REQUIRED TASK: Pull out every line in the material below that contains the string "hair", matching case exactly.

Region segmentation data

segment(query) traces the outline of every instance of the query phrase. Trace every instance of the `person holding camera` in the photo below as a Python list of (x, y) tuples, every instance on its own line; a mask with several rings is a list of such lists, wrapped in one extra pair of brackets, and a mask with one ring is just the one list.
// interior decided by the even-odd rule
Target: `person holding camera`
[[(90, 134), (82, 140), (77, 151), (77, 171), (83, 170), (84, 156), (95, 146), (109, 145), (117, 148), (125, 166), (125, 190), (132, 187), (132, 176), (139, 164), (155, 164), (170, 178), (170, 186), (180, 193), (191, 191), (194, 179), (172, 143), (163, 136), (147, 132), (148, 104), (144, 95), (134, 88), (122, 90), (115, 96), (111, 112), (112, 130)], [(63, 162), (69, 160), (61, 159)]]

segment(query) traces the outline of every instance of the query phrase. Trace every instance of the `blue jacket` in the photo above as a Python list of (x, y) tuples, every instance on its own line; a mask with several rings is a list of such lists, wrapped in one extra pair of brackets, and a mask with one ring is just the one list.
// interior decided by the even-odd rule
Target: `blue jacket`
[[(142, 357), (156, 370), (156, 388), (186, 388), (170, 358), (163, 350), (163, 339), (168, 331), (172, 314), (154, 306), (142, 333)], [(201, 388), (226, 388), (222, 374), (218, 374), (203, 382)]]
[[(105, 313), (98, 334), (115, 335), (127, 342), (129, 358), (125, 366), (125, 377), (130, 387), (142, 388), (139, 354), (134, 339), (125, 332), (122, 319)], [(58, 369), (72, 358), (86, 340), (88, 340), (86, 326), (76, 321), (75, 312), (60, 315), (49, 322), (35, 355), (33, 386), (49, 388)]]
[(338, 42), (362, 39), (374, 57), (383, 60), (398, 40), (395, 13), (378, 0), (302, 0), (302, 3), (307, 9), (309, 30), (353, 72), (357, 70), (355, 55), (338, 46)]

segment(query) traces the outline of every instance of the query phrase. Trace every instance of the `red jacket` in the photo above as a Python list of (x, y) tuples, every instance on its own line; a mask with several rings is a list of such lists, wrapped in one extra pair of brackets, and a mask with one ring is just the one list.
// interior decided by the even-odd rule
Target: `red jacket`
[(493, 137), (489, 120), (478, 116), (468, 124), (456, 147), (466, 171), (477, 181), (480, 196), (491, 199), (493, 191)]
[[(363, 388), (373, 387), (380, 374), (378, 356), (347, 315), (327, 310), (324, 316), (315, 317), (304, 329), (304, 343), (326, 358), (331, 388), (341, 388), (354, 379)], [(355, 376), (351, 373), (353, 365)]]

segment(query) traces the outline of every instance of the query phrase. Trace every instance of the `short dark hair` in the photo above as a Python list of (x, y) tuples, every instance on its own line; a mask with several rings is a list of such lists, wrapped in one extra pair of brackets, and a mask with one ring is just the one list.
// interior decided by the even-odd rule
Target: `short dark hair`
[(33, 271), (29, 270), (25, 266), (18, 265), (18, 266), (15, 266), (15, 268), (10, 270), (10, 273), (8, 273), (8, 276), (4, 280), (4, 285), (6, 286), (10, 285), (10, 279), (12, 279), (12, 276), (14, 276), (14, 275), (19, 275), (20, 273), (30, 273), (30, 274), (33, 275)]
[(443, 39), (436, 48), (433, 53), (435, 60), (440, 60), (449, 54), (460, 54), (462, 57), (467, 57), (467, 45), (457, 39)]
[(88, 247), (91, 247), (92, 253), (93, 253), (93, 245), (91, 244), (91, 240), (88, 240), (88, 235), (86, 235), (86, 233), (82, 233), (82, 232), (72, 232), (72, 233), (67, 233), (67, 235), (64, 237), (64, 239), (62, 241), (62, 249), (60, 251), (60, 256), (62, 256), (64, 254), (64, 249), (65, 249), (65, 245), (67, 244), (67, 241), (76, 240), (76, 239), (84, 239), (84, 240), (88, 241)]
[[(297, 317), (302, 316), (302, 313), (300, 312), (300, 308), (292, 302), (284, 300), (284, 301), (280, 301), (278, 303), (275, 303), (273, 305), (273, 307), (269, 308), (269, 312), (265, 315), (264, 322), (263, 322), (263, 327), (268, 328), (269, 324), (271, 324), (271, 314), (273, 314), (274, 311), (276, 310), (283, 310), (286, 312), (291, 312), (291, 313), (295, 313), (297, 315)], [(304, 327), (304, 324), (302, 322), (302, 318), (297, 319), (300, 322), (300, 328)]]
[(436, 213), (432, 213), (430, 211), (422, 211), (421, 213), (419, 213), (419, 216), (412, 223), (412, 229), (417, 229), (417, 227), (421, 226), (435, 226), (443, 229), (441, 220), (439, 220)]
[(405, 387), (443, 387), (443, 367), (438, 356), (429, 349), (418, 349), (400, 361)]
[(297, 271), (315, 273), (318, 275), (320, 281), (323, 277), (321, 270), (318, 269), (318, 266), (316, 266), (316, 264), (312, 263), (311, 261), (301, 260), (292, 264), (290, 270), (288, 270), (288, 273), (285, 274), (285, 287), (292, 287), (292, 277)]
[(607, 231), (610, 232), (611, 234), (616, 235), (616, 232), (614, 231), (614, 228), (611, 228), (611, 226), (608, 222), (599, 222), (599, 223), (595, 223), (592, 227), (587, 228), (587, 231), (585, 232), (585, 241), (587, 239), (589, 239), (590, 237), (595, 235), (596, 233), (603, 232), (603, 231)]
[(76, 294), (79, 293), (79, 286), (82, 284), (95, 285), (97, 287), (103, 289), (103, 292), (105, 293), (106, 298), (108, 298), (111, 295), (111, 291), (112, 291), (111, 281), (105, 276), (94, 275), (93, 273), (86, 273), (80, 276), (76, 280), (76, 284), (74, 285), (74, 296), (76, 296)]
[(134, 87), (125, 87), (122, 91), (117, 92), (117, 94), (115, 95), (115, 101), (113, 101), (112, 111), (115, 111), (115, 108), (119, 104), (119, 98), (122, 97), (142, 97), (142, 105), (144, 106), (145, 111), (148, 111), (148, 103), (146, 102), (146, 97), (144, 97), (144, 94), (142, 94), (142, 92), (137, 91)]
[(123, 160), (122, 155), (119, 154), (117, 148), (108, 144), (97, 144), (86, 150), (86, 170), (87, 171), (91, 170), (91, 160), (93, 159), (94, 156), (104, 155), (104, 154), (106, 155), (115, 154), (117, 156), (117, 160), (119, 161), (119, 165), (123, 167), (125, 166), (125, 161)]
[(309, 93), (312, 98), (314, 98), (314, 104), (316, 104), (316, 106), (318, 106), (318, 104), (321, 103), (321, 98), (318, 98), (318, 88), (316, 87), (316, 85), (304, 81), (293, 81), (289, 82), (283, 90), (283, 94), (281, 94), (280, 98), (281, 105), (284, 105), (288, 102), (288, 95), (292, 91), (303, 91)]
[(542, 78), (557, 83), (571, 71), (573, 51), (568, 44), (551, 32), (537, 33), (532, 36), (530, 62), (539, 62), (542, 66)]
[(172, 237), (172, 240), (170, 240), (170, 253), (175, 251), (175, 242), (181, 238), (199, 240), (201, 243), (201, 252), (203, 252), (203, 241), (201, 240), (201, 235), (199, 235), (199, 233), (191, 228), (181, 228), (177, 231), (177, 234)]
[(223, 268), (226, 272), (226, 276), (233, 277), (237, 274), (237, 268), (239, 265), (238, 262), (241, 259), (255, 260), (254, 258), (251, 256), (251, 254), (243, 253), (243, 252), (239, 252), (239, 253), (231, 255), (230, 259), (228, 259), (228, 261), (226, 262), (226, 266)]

RESPONSE FOR THIS EXERCISE:
segment(query) traces the outline of every instance of the query phrase. Trace every instance of the `short dark hair` in the photo above as a Python list of (x, y) tuples, every instance on its own line; a mask with several rings is a list of such lists, wrapped in one extra pair of brackets, and a mask with one ring is just the one list.
Target: `short dark hair`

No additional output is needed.